# [Задания]
(a) Перепишите из отрывка о письмах Грейга фрагмент, начиная со слов «Честно говоря, читать» и заканчивая словами «хуже, я не знаю.».
(b) Переведите на английский язык предложение «Что из двух зол хуже, я не знаю» из отрывка о письмах Грейга.

# [Отрывок]

────────────────────────────────────────

Честно говоря, читать эти письма Грейга неприятно. Адмирал производит жалкое впечатление. Умный человек, он прекрасно понимает, что на Черноморском флоте для него все подходит к логическому концу. Одновременно повязанный по рукам и ногам им же взлелеянной «мафией», он несуразно талдычит Николаю о множестве обиженных и страждущих (чего?) чиновников, призывая императора (о, наивность!) отказаться от наведения порядка на флоте во имя благоденствия своего окружения. Неужели Грейг всерьез полагал, что известный всему миру император-рыцарь пойдет на такое? Если полагал, то, значит, был не столь уж и умен, знал, что ничего не получится, но писал, так как уже не мог свернуть с определенного ему Леей пути, значит, не имел воли. Что из двух зол хуже, я не знаю.

────────────────────────────────────────

# [Данные]
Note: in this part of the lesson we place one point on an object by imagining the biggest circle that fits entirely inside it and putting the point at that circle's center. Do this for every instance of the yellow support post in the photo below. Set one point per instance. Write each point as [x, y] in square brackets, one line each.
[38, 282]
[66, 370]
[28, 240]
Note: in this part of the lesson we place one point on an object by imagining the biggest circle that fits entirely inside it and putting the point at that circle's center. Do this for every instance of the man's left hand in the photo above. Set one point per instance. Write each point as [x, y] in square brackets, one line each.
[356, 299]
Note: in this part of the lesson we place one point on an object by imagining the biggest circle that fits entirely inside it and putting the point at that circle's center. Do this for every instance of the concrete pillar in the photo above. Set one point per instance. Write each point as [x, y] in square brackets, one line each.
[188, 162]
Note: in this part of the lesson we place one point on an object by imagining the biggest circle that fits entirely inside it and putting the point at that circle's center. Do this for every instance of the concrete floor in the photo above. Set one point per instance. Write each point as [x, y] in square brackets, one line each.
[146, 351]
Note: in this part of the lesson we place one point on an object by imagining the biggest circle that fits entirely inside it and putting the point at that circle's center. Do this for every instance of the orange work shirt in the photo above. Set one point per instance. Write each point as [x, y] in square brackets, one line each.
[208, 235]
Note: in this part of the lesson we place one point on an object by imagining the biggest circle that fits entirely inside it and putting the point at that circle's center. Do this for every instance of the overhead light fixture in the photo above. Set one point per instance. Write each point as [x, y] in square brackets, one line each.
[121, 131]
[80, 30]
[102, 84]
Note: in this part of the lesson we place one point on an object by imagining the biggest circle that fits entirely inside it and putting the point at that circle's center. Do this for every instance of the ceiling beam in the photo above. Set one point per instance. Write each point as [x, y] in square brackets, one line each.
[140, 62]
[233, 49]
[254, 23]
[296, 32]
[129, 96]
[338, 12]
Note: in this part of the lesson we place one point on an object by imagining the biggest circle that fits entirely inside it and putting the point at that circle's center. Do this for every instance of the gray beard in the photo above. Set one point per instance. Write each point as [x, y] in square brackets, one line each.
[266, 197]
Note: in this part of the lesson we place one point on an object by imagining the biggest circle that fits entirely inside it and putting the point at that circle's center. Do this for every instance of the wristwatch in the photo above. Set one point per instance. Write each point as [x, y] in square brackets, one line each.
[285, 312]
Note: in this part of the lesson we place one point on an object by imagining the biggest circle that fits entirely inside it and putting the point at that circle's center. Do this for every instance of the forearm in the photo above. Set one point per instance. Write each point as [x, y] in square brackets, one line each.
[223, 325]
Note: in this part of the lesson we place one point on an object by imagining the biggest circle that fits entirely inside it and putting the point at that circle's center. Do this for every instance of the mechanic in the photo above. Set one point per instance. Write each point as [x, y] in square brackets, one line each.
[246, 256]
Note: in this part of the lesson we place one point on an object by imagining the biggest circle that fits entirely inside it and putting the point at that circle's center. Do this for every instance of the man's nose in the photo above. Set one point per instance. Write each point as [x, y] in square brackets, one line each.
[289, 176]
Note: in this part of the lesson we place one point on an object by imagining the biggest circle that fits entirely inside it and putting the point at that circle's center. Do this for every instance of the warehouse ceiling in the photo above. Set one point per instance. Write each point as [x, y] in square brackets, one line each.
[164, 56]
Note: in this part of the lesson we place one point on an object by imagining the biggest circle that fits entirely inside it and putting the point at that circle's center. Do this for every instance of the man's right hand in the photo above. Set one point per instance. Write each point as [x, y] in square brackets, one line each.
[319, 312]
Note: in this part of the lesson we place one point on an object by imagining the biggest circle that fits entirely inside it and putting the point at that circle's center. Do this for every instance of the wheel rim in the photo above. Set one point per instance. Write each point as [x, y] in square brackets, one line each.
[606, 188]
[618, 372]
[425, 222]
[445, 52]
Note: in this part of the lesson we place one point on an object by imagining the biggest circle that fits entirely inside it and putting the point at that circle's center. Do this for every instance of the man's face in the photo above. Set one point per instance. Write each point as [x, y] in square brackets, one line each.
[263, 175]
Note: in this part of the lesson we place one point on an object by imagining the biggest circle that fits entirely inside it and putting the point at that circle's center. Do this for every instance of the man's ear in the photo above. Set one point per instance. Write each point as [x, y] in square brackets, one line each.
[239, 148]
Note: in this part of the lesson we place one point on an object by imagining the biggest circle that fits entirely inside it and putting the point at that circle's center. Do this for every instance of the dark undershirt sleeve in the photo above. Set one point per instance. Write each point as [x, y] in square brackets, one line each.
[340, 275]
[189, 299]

────────────────────────────────────────

# [Ответы к заданиям]
(a)
Честно говоря, читать эти письма Грейга неприятно. Адмирал производит жалкое впечатление. Умный человек, он прекрасно понимает, что на Черноморском флоте для него все подходит к логическому концу. Одновременно повязанный по рукам и ногам им же взлелеянной «мафией», он несуразно талдычит Николаю о множестве обиженных и страждущих (чего?) чиновников, призывая императора (о, наивность!) отказаться от наведения порядка на флоте во имя благоденствия своего окружения. Неужели Грейг всерьез полагал, что известный всему миру император-рыцарь пойдет на такое? Если полагал, то, значит, был не столь уж и умен, знал, что ничего не получится, но писал, так как уже не мог свернуть с определенного ему Леей пути, значит, не имел воли. Что из двух зол хуже, я не знаю.

(b) Which of the two evils is worse, I do not know.